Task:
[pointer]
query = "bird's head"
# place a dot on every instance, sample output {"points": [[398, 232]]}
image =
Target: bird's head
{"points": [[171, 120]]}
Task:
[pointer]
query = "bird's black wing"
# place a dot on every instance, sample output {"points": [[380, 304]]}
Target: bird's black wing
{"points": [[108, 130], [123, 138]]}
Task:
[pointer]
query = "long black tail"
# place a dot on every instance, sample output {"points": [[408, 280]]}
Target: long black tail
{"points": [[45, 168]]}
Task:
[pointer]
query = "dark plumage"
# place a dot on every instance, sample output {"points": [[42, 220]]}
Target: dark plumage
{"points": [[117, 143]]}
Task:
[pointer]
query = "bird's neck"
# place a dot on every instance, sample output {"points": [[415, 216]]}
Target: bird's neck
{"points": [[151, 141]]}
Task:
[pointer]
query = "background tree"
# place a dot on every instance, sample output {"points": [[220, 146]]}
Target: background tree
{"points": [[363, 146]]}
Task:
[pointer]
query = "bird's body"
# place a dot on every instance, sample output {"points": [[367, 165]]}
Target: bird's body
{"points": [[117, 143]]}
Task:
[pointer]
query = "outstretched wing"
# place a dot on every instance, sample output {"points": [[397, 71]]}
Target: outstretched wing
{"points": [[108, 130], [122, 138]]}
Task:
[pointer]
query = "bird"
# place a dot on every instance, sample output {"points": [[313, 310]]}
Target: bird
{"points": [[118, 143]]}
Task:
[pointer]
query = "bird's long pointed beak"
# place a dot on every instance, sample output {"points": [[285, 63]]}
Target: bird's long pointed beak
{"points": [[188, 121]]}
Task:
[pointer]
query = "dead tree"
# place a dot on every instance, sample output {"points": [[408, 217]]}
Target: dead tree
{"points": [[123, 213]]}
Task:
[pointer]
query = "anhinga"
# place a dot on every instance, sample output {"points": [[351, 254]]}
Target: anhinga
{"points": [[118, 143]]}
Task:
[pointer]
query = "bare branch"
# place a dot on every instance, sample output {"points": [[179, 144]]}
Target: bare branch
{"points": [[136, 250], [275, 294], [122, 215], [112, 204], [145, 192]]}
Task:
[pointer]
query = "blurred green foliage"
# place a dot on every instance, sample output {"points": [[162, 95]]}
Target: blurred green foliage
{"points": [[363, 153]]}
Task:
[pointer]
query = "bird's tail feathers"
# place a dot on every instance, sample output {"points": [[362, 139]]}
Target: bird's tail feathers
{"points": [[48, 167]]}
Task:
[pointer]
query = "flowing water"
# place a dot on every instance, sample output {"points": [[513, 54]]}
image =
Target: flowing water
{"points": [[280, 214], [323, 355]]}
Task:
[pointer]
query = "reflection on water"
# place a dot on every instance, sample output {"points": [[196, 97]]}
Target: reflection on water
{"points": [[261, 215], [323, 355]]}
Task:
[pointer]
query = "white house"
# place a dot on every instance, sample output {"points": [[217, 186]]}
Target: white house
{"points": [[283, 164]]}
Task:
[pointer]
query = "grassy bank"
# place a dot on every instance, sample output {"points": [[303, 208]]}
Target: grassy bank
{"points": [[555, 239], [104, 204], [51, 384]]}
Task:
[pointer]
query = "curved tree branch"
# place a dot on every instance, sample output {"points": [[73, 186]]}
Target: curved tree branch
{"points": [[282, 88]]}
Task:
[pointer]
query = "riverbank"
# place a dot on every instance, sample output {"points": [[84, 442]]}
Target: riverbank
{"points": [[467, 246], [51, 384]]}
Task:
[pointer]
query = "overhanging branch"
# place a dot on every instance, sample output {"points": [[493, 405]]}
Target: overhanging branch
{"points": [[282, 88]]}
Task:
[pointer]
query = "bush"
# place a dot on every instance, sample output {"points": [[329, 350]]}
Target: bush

★ ★ ★ ★ ★ ★ ★

Exercise description => Repeat the whole of the data verbatim, as it reads above.

Written solution =>
Task:
[pointer]
query = "bird's head"
# place a dot on every instance, sample output {"points": [[398, 232]]}
image =
Target: bird's head
{"points": [[171, 120]]}
Task:
[pointer]
query = "bird's black wing"
# place a dot on every instance, sample output {"points": [[380, 304]]}
Target: bird's black wing
{"points": [[108, 130], [123, 138]]}
Task:
[pointer]
query = "long black tail"
# place a dot on every instance, sample output {"points": [[408, 280]]}
Target: long black tail
{"points": [[45, 168]]}
Task:
[pointer]
query = "dark plumage"
# place a dot on every instance, sample output {"points": [[42, 220]]}
Target: dark plumage
{"points": [[117, 143]]}
Task:
[pointer]
query = "bird's neck"
# place a dot on every instance, sample output {"points": [[415, 216]]}
Target: bird's neck
{"points": [[151, 141]]}
Task:
[pointer]
query = "background tree"
# place a dot on every instance, sample output {"points": [[220, 146]]}
Target: background tree
{"points": [[363, 146]]}
Task:
[pointer]
query = "bird's body"
# place a dot on every instance, sample output {"points": [[367, 165]]}
Target: bird's body
{"points": [[117, 143]]}
Task:
[pointer]
query = "outstretched wing"
# place a dot on every instance, sample output {"points": [[397, 71]]}
Target: outstretched wing
{"points": [[108, 130], [122, 138]]}
Task:
[pointer]
query = "bird"
# place a dot on every instance, sample output {"points": [[313, 310]]}
Target: bird
{"points": [[118, 143]]}
Task:
[pointer]
query = "bird's long pointed beak"
# place a dot on every instance, sample output {"points": [[285, 63]]}
Target: bird's long pointed beak
{"points": [[188, 121]]}
Task:
[pointer]
query = "dead tree"
# place a dot on every instance, sample output {"points": [[408, 217]]}
Target: dead tree
{"points": [[123, 213]]}
Task:
[pointer]
query = "anhinga"
# place a dot on every instance, sample output {"points": [[351, 254]]}
Target: anhinga
{"points": [[118, 143]]}
Task:
[pointer]
query = "bare branch"
# place a dot on every instance, sample output {"points": [[179, 144]]}
Target: bare branch
{"points": [[136, 250], [275, 294], [122, 215], [112, 204], [145, 192]]}
Task:
[pointer]
query = "blurred green foliage"
# place a dot on every instance, sample output {"points": [[162, 95]]}
Target: blurred green foliage
{"points": [[363, 153]]}
Task:
[pointer]
query = "bird's tail feathers"
# place a dot on every instance, sample output {"points": [[362, 139]]}
Target: bird's tail feathers
{"points": [[48, 167]]}
Task:
[pointer]
query = "flowing water"
# place a dot on every instance, sample output {"points": [[513, 54]]}
image =
Target: flowing water
{"points": [[280, 214], [323, 355]]}
Task:
[pointer]
query = "reflection on water"
# place a dot on every instance, sample output {"points": [[196, 97]]}
Target: reflection on water
{"points": [[261, 215], [323, 355]]}
Task:
[pointer]
query = "white house"
# place a dot on every instance, sample output {"points": [[217, 186]]}
Target: white house
{"points": [[283, 164]]}
Task:
[pointer]
query = "grassy bank"
# place a dot on every instance, sample output {"points": [[303, 208]]}
Target: grassy bank
{"points": [[555, 239], [104, 204], [51, 384]]}
Task:
[pointer]
query = "curved tree branch"
# place a dot on every instance, sample output {"points": [[73, 186]]}
Target: curved tree branch
{"points": [[282, 88]]}
Task:
[pointer]
query = "riverbank"
# place a dot on every instance, sample output {"points": [[84, 442]]}
Target: riverbank
{"points": [[467, 246], [51, 384]]}
Task:
[pointer]
query = "overhanging branch"
# place a dot on every instance, sample output {"points": [[493, 405]]}
Target: overhanging branch
{"points": [[282, 88]]}
Task:
[pointer]
query = "bush"
# place a dot on every instance, sample output {"points": [[329, 350]]}
Target: bush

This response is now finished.